··· Excerpt
Igor Ivanovich (Garik) Sukachov (; 1 December 1959) 
is a Russian musician, singer-songwriter, poet, actor, film director and TV presenter.

Career 
Igor Ivanovich Sukachov was born in the Moscow suburb of Myakinino (now Tushino). His father fought in World War II, having fought throughout the war from Moscow to Berlin. His mother was a Nazi concentration camp survivor.

Having graduated the railway technical college, Sukachyov became a transport engineer and even took part in designing the Tushino railway station. However, an abrupt change of mind brought him to study theater at the Lipetsk Culture and Education College, which he graduated in 1977 with a theater director diploma. The same year he formed the band Zakat Solntsa Vruchnuyu ("Sunset manually"), which, after the release of one album on tape, broke up in 1983. Also in 1983, with Evgeny Khavtan, Sukachyov created another band, Postscriptum, which released one album (Don't Give Up!, 1982) and after his departure in 1984 joined forces with singer Zhanna Aguzarova to become the group Bravo.

In 1986 he formed Brigada S, the self-described 'proletarian jazz orchestra', with guitarist Sergey Galanin, whom he knew from his Lipetsk days. They released six studio albums, featured in Savva Kulish's film The Tragedy in Rock, toured the United States and, after two line-up changes involving Galanin's quitting and returning, disbanded in 1993. In 1989 Sukachyov co-organized the Rock Against Terror event alongside Alexander F. Sklyar, which featured a speech in the defense of the rights of sexual minorities, one of the first in the Soviet Union.

In 1994 Sukachyov formed Neprikasayemye, a more urban folk-oriented outfit, which released nine studio albums in 1994–2010. The band held massive tours across Russia and did several concerts with Emir Kusturica. Sukachov's solo career started in 1991; he released ten studio solo albums including My Vysotsky (2014). The melody of Sukachov's song "Napoi menia vodoi" ("Quench my thirst") was used in Robert Miles's 1995 song Children.

In 1988 Sukachov started his career in cinema, appearing in twenty films and directing three more himself, mostly in the 1990s. In 1999 Sukachyov published his first book, The King of the Boulevard (Korol prospekta), followed by Where the Rain Ends (Gde konchayetsa dozhd, 2001).
······
··· Provided entries
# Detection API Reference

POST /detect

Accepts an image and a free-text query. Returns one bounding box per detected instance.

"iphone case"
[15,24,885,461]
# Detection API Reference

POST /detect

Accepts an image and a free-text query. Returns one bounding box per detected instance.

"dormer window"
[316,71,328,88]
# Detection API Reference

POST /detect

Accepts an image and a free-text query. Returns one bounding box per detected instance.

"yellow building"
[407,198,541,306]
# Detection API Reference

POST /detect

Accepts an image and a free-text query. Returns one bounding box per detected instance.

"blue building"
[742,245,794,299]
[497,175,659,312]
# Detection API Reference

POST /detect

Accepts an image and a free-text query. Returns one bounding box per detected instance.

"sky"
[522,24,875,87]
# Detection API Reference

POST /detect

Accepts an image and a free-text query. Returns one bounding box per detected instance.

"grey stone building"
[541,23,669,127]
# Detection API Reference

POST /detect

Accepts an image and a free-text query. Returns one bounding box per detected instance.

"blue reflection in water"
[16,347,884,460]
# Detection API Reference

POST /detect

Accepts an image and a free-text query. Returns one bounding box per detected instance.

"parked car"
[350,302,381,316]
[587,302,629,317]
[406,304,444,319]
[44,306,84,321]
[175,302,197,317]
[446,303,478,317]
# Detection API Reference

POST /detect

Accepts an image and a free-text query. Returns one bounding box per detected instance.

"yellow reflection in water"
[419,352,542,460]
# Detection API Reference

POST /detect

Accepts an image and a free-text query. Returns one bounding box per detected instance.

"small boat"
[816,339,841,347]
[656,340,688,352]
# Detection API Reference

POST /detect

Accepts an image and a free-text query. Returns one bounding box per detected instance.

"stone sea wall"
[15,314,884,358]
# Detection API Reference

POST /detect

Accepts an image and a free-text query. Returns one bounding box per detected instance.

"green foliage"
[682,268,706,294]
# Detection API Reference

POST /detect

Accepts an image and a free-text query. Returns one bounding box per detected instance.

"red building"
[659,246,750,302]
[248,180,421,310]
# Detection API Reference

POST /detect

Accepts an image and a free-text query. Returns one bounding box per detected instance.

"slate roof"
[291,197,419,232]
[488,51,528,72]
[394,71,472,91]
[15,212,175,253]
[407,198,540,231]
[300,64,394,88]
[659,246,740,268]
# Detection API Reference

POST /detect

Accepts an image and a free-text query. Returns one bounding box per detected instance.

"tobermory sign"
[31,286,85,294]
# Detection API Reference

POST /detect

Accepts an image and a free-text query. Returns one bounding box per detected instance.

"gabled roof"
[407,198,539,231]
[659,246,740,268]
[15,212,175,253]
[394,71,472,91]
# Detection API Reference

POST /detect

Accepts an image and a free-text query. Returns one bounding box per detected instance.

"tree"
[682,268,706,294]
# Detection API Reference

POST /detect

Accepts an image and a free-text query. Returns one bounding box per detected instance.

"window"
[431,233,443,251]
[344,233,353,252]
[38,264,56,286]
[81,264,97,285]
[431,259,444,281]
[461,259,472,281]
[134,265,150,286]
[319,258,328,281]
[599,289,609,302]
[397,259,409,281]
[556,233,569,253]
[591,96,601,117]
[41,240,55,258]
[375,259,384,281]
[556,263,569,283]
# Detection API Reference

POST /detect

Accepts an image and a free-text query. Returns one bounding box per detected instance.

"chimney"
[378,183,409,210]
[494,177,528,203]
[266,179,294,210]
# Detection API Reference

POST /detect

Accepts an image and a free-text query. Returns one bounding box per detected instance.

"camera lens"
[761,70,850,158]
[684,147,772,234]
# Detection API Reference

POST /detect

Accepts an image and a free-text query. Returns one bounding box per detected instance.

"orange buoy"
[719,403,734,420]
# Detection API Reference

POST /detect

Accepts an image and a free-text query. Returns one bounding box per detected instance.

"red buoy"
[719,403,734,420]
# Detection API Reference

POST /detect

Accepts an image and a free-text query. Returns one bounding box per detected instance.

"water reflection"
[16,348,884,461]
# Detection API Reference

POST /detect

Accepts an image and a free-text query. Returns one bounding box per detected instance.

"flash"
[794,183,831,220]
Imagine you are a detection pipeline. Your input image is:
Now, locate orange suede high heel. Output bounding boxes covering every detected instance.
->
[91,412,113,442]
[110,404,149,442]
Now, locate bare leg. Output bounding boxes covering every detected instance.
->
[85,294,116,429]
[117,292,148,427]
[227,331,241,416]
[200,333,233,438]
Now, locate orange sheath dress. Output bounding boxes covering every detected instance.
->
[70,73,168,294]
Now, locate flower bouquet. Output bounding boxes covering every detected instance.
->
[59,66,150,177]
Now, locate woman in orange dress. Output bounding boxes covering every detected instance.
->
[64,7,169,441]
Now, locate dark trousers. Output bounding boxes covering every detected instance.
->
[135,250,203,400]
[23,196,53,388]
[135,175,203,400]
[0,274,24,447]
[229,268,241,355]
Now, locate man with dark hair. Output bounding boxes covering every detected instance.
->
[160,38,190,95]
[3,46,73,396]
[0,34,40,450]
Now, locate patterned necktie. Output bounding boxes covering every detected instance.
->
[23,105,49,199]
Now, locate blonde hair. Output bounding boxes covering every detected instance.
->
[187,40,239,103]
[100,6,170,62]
······
* **Direction 1**
In what year did Sukachov form Brigada S, according to the Sukachov biography?
* **Direction 2**
Please reproduce the lines of the listing starting with the line containing "Now, locate blonde" and running through the end of the listing, unchanged.

* **Answer 1**
1986

* **Answer 2**
Now, locate blonde hair. Output bounding boxes covering every detected instance.
->
[187,40,239,103]
[100,6,170,62]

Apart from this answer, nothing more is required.